**OBJECTIVE:** Revise the data below by replacing "Tag" with "Mark" everywhere it appears. Leave everything else unchanged.

Pointing dataset records
^^^^
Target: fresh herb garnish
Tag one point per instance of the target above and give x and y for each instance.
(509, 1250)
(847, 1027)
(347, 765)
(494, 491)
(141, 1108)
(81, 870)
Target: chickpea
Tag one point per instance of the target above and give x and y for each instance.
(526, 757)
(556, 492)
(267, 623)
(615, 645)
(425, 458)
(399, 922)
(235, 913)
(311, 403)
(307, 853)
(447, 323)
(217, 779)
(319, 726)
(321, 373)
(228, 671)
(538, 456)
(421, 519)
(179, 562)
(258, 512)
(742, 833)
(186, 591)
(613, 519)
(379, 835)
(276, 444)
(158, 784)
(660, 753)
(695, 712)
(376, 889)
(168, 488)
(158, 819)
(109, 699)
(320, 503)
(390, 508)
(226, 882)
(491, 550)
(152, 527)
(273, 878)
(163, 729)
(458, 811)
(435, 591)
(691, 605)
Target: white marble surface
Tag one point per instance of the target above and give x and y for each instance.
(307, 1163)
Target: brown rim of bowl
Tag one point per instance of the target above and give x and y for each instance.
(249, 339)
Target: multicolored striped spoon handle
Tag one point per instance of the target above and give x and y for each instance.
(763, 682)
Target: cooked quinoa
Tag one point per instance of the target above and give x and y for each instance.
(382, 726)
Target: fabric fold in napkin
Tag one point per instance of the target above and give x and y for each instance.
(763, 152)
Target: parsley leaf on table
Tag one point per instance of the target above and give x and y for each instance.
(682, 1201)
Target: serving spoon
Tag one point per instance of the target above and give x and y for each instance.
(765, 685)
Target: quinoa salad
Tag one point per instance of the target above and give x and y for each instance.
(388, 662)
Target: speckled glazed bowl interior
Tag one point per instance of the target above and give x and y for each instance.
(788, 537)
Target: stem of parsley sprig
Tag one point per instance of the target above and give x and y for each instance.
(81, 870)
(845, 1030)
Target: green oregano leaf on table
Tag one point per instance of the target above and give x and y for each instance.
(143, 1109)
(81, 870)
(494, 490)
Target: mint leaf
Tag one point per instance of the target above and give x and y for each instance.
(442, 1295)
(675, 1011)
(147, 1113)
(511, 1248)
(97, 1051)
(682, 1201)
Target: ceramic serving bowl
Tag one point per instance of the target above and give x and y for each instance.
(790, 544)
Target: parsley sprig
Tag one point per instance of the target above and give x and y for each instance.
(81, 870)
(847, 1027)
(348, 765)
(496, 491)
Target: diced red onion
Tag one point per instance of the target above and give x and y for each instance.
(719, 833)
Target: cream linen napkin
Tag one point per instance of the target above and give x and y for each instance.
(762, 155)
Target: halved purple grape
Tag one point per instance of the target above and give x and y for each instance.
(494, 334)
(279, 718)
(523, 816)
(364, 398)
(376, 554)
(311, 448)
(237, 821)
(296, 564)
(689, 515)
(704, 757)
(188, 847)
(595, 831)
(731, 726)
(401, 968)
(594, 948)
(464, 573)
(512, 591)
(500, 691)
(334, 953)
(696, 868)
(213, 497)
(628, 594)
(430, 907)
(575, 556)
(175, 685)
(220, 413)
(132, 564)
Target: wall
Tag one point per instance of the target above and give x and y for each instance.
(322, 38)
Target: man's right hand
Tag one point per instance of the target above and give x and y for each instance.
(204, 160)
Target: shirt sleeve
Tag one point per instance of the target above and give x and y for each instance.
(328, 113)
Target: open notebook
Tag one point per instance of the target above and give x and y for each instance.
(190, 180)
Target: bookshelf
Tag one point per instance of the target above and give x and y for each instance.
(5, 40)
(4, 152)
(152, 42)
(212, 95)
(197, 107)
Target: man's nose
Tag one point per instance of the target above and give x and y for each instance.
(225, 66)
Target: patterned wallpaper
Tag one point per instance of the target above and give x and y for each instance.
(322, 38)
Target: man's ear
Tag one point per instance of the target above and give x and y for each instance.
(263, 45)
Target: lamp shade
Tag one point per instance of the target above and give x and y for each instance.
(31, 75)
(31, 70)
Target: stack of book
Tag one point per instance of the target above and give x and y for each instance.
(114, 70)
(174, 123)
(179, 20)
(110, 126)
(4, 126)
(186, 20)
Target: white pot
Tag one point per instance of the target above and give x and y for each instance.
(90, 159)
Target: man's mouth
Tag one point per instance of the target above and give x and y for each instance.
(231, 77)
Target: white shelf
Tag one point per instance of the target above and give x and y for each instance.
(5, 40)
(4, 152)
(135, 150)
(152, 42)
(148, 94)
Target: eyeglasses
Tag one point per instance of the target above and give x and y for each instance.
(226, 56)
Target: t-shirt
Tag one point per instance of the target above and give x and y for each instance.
^^^^
**SOLUTION FOR THIS PROBLEM:**
Target: fresh herb garnish
Mark one point per instance of the target above and give x and y for each instance.
(509, 1250)
(847, 1027)
(347, 765)
(494, 491)
(141, 1108)
(81, 870)
Target: chickpea
Mark one point per instance of the target above and give x and y for each instance.
(526, 757)
(556, 492)
(267, 623)
(615, 645)
(425, 458)
(399, 922)
(235, 913)
(311, 403)
(307, 853)
(447, 323)
(217, 779)
(319, 726)
(321, 373)
(228, 671)
(538, 456)
(421, 519)
(179, 562)
(258, 512)
(742, 833)
(186, 591)
(613, 519)
(379, 835)
(276, 444)
(158, 784)
(660, 753)
(695, 712)
(376, 889)
(168, 488)
(158, 819)
(109, 699)
(320, 503)
(390, 508)
(226, 882)
(491, 550)
(152, 527)
(273, 878)
(163, 729)
(458, 811)
(435, 591)
(691, 605)
Target: white marble surface
Mark one point per instance of the target above and give x and y for each instance.
(307, 1163)
Target: brown rim of bowl
Mark one point per instance of the target above and give x and y for each instance.
(249, 339)
Target: multicolored striped spoon handle
Mark one point per instance of the target above and give x and y for each instance.
(763, 682)
Target: cooked quinoa
Mark one point per instance of the target above and give x and y for each instance.
(382, 726)
Target: fabric fold in napkin
Mark one point per instance of the target above and give x and y for each instance.
(763, 152)
Target: parsley leaf on table
Mark one point per instance of the target above and give x and y for each instance.
(682, 1201)
Target: serving spoon
Mark one point per instance of the target above and give x and y for each instance.
(765, 685)
Target: quinoa salad
Mark one point per instance of the target above and give x and y for each instance.
(388, 662)
Target: speckled glazed bowl interior
Mark one point per instance of the target above and give x and y for each instance.
(788, 537)
Target: stem of parsley sprig
Mark one point per instance of the target above and give x and y for each instance.
(81, 870)
(845, 1030)
Target: green oregano leaf on table
Mark one point per instance of the target above and give x and y for each instance.
(143, 1109)
(81, 870)
(494, 490)
Target: mint leaf
Mark one point per instance of the target above and give x and y for each instance.
(442, 1295)
(675, 1011)
(147, 1113)
(511, 1248)
(97, 1051)
(682, 1201)
Target: ceramic serving bowl
Mark one point per instance of the target above and give x and y for each instance.
(790, 544)
Target: parsley sprig
Mark one point per instance of the target above and give x and y for each instance.
(81, 870)
(847, 1027)
(348, 765)
(496, 491)
Target: diced red onion
Mark one point per instance of the target above and give x and y for each instance.
(719, 833)
Target: cream linen napkin
Mark one point per instance of the target above and give x and y for each instance.
(762, 155)
Target: halved purple grape
Mark one point per instance of the target above and give x and y for each instance.
(494, 334)
(279, 718)
(523, 816)
(364, 398)
(376, 554)
(311, 448)
(237, 821)
(296, 564)
(689, 515)
(704, 757)
(188, 847)
(595, 831)
(731, 726)
(401, 968)
(594, 948)
(464, 573)
(512, 591)
(500, 691)
(334, 953)
(696, 868)
(213, 497)
(628, 594)
(430, 907)
(575, 556)
(175, 685)
(220, 413)
(132, 564)
Target: wall
Mark one point per instance of the target above and give x and y for each instance.
(322, 38)
Target: man's right hand
Mark one point per instance of the target above and give x and y for each instance.
(204, 160)
Target: shirt sleeve
Mark one point per instance of the target above and give x and y for each instance.
(328, 113)
Target: open notebook
Mark one point per instance of the target above and give x and y for each instance.
(190, 180)
Target: bookshelf
Mark one point per instance of the target above and give x and y for each instance.
(5, 40)
(4, 152)
(152, 42)
(212, 95)
(197, 107)
Target: man's nose
Mark one point per instance of the target above and give x and y for each instance.
(225, 66)
Target: patterned wallpaper
Mark one point per instance of the target above and give x and y for each instance.
(322, 38)
Target: man's ear
Mark one point per instance of the target above and give x and y for each instance.
(263, 45)
Target: lamp shade
Mark one point per instance of the target above and give x and y for each instance.
(31, 75)
(31, 70)
Target: stack of book
Mark one point per instance of the target above and give x and y for each instance.
(114, 70)
(174, 123)
(179, 20)
(110, 126)
(4, 126)
(186, 20)
Target: white pot
Mark one point per instance of the target above and give x and y for each instance.
(90, 159)
Target: man's mouth
Mark one point per instance of the target above and give x and y for each instance.
(231, 77)
Target: white shelf
Mark one point per instance of the target above and give x and y for each instance.
(5, 40)
(4, 152)
(135, 150)
(152, 42)
(148, 94)
Target: eyeglasses
Mark one point per instance of the target above and give x and y for each instance.
(226, 56)
Target: t-shirt
Mark one point per instance of the target above and give x and y for each instance.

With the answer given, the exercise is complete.